## [Written task]
Reproduce every line of the listing below verbatim.

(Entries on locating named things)

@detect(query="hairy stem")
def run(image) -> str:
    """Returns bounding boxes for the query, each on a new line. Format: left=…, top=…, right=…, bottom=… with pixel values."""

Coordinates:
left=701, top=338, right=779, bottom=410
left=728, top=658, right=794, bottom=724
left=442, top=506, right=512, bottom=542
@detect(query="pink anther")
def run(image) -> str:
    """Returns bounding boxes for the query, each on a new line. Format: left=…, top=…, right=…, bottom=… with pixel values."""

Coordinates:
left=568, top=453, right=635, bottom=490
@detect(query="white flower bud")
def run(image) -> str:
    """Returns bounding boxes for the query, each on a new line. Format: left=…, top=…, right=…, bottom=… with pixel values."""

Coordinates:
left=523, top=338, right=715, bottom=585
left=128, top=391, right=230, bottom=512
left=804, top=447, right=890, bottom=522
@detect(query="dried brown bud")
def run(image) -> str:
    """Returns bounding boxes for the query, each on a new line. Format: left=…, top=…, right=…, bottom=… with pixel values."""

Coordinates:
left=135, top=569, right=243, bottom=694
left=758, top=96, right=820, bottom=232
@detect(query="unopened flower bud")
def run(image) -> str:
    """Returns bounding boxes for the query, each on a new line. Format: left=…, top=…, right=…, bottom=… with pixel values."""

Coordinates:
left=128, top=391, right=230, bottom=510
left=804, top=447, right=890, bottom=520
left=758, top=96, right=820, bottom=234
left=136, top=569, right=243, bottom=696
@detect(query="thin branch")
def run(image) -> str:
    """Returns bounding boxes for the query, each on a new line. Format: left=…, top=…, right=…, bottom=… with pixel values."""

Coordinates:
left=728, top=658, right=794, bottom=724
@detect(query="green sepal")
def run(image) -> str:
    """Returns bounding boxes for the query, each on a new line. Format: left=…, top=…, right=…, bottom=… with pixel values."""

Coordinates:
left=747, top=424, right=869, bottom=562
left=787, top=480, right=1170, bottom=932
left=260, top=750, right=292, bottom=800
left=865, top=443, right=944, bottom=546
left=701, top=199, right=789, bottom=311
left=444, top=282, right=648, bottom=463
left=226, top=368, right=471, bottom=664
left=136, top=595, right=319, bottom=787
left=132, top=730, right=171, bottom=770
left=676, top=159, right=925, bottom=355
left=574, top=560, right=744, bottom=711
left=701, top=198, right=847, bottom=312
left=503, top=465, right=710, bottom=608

## [Written response]
@detect(query="hairy stem")
def run(image) -> str:
    """Returns bounding boxes for the query, each on a new line. Format: left=…, top=…, right=…, bottom=… with pixel values."""

Coordinates:
left=701, top=338, right=779, bottom=410
left=728, top=658, right=794, bottom=724
left=442, top=506, right=512, bottom=542
@detect(query="pink anther")
def run(image) -> str:
    """Returns bounding boxes for the query, each on a new line. Format: left=…, top=…, right=…, bottom=… with pixel values."""

Coordinates:
left=568, top=453, right=635, bottom=490
@detect(query="white flower bud")
def run(image) -> str:
    """Returns bounding boxes for the query, each on a new line. Format: left=…, top=…, right=…, bottom=… with pixel values."""

Coordinates:
left=523, top=338, right=715, bottom=585
left=128, top=391, right=230, bottom=512
left=804, top=447, right=890, bottom=522
@detect(query="dried brown bud")
def run(image) -> str:
    """Returns bounding boxes for the query, each on a new line. Format: left=…, top=…, right=…, bottom=… with pixel values."""

Coordinates:
left=135, top=569, right=243, bottom=694
left=758, top=96, right=820, bottom=232
@detect(query="unopened flower bud")
def run(image) -> str:
    """Returns bounding boxes for the query, each on a new line. Format: left=…, top=…, right=…, bottom=… with pixel values."""

Coordinates:
left=128, top=391, right=230, bottom=510
left=804, top=447, right=890, bottom=520
left=758, top=96, right=820, bottom=234
left=136, top=569, right=243, bottom=696
@detect(query="thin branch")
def run(image) -> str:
    """Returns bounding boxes for the query, each on a new line. Format: left=…, top=…, right=…, bottom=… with pixel values."""

Coordinates:
left=728, top=658, right=794, bottom=724
@detect(query="green sepal")
def run(image) -> str:
    """Returns bounding boxes for the query, each on a new line. Format: left=…, top=…, right=…, bottom=… with pixel values."""

Coordinates:
left=747, top=424, right=869, bottom=562
left=787, top=480, right=1170, bottom=932
left=260, top=750, right=292, bottom=800
left=865, top=443, right=944, bottom=546
left=701, top=199, right=789, bottom=311
left=444, top=282, right=648, bottom=463
left=226, top=368, right=471, bottom=664
left=136, top=595, right=319, bottom=787
left=132, top=730, right=171, bottom=770
left=676, top=159, right=925, bottom=355
left=574, top=560, right=744, bottom=711
left=701, top=198, right=847, bottom=312
left=503, top=465, right=710, bottom=608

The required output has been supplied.